Can you copy, word for word, the rows that open with the line containing "Tag each instance of the ditch" and close with the line containing "x=508, y=286", including both of those lines?

> THE RECORDS
◇ ◇ ◇ ◇ ◇
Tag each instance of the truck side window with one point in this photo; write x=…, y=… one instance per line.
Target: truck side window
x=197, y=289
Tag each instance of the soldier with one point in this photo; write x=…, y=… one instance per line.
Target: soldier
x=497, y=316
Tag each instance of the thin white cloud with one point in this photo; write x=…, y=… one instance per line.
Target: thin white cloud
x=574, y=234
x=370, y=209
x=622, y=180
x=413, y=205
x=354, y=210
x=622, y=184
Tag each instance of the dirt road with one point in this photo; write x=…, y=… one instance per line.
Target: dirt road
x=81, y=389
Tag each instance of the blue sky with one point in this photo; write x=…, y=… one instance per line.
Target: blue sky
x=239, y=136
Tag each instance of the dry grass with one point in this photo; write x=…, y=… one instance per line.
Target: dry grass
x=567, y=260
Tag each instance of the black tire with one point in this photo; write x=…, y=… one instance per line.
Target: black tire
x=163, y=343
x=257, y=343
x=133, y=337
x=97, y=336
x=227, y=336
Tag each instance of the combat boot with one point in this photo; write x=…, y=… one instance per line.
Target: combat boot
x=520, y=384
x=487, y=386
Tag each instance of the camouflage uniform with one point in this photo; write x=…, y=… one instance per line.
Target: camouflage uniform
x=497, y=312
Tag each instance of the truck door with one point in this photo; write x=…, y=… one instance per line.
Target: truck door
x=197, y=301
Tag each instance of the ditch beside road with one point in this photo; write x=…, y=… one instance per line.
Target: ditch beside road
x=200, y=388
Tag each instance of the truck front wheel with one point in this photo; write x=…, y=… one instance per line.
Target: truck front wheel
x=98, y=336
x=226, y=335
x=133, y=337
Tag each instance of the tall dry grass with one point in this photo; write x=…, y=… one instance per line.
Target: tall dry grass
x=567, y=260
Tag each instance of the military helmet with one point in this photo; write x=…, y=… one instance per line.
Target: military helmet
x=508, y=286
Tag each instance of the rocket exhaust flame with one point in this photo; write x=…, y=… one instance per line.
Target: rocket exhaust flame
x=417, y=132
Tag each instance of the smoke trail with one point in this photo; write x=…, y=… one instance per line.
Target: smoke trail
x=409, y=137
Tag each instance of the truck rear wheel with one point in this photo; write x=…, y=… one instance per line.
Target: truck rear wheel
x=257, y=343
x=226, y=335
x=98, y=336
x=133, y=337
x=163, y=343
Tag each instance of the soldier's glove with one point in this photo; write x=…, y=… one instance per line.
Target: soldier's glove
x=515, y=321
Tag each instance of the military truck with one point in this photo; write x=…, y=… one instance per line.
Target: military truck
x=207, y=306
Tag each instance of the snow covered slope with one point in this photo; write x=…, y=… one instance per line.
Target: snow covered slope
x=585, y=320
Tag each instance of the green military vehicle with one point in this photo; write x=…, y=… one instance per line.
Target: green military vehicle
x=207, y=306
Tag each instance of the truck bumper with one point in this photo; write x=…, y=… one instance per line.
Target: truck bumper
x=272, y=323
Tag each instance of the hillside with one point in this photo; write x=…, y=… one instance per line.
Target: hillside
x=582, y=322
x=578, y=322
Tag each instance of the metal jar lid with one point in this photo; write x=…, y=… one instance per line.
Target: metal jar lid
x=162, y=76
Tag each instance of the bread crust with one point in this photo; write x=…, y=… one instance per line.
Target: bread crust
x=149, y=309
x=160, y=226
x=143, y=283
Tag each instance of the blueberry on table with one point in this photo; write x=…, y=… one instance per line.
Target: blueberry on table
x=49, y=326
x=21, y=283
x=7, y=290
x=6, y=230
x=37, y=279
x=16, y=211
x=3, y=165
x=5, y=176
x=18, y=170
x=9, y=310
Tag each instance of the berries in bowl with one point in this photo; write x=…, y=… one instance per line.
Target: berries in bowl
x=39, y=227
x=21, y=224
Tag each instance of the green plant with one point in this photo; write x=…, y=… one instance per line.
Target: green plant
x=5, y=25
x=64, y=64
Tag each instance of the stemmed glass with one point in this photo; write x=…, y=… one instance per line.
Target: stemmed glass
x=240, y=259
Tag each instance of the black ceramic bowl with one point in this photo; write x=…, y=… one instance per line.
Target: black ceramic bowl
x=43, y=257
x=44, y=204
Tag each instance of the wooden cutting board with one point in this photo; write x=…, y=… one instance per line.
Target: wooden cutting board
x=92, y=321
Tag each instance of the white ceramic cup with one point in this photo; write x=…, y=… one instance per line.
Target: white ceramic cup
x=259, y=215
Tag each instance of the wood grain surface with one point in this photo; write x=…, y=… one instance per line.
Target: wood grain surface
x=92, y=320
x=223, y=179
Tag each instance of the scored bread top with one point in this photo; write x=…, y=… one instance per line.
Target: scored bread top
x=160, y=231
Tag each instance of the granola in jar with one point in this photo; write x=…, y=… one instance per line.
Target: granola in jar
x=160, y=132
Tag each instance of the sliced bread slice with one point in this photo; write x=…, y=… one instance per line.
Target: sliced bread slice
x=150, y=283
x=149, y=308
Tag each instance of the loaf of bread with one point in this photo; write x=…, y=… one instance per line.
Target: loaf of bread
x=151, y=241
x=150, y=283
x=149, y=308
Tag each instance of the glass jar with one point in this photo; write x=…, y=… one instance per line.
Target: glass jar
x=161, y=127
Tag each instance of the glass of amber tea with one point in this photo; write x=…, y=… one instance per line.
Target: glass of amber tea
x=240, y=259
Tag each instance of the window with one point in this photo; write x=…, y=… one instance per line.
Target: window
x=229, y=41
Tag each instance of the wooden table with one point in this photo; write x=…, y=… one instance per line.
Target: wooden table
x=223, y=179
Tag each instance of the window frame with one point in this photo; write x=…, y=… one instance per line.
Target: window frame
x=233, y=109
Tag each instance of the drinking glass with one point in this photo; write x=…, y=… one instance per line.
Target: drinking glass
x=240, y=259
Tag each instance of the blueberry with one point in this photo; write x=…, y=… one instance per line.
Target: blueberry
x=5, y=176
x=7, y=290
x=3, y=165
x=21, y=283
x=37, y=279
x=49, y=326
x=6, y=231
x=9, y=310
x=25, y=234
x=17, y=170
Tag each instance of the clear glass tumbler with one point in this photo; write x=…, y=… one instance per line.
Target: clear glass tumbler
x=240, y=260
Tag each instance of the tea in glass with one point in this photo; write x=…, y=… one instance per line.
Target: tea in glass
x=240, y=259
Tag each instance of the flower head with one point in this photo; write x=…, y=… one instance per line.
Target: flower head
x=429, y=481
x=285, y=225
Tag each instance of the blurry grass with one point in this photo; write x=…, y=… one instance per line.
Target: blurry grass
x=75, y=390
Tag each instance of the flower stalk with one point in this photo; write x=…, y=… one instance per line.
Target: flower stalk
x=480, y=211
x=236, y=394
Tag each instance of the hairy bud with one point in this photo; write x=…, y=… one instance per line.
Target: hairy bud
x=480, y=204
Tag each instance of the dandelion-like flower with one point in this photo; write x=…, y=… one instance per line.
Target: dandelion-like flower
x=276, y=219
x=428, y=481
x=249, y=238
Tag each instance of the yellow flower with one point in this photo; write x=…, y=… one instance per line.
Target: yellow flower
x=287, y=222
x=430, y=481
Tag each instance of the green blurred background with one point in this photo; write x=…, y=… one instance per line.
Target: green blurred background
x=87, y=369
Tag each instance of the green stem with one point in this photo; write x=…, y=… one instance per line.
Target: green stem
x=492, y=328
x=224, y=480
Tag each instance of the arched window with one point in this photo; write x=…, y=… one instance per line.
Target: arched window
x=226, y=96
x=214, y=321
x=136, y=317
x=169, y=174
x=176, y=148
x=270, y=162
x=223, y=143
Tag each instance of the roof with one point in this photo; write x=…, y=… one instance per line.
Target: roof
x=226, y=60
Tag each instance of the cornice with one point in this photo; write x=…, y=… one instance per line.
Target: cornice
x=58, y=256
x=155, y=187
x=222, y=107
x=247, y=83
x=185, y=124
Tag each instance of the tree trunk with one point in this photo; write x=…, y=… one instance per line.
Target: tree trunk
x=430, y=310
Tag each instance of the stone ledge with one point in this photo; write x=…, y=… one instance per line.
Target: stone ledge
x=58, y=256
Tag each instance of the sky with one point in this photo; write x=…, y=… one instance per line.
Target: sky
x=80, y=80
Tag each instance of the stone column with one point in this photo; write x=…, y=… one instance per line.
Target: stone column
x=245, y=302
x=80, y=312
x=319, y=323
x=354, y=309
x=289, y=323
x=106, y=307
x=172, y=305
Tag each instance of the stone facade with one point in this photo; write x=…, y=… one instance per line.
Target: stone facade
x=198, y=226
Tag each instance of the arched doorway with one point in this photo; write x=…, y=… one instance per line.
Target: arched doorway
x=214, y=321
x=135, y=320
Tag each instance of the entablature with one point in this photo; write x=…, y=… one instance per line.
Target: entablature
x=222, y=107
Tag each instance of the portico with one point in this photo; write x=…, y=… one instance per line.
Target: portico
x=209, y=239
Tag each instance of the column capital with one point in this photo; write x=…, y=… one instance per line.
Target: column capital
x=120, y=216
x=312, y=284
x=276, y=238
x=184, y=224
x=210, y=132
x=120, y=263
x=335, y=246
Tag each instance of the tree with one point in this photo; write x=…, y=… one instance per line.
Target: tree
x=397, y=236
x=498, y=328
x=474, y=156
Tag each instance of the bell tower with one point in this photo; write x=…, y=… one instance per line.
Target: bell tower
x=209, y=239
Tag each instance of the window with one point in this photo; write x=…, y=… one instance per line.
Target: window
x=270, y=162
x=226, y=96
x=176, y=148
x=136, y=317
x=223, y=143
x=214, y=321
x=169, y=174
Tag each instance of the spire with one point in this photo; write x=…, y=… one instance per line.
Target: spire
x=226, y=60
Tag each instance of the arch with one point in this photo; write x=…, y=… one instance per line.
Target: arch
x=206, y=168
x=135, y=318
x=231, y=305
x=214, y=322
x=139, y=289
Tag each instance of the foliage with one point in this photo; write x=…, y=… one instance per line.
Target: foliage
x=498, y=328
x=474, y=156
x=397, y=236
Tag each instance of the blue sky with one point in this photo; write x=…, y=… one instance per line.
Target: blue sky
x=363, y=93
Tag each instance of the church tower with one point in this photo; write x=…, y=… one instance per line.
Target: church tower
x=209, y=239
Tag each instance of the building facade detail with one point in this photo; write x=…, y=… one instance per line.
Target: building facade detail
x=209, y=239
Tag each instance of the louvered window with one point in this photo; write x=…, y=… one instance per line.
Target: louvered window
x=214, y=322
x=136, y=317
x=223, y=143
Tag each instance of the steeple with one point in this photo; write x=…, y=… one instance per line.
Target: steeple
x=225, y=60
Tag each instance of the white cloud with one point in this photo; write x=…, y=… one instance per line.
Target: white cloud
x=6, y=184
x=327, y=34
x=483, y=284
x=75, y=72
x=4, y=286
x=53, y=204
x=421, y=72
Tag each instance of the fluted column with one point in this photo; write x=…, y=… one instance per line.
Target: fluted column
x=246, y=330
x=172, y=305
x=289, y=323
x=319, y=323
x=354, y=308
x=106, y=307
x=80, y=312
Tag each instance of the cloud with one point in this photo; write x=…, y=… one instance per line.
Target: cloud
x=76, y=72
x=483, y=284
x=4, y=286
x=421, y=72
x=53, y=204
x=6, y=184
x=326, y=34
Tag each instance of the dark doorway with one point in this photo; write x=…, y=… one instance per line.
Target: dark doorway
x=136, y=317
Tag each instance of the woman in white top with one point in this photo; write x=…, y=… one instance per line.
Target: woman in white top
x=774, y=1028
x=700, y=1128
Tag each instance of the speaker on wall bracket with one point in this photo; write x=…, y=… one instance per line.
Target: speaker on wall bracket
◇ ◇ ◇ ◇ ◇
> RESPONSE FOR THIS EXERCISE
Tag each instance of the ditch beside road with one point in this photo; write x=…, y=… one instance per line.
Target: ditch beside road
x=200, y=388
Tag each instance of the truck front wheel with one point in this photo; write x=…, y=… one instance per line.
Target: truck front wheel
x=98, y=336
x=226, y=335
x=133, y=337
Tag each instance of the tall dry grass with one point in this photo; write x=…, y=… one instance per line.
Target: tall dry grass
x=567, y=260
Tag each instance of the military helmet with one point in this photo; write x=…, y=… one instance per line.
Target: military helmet
x=508, y=286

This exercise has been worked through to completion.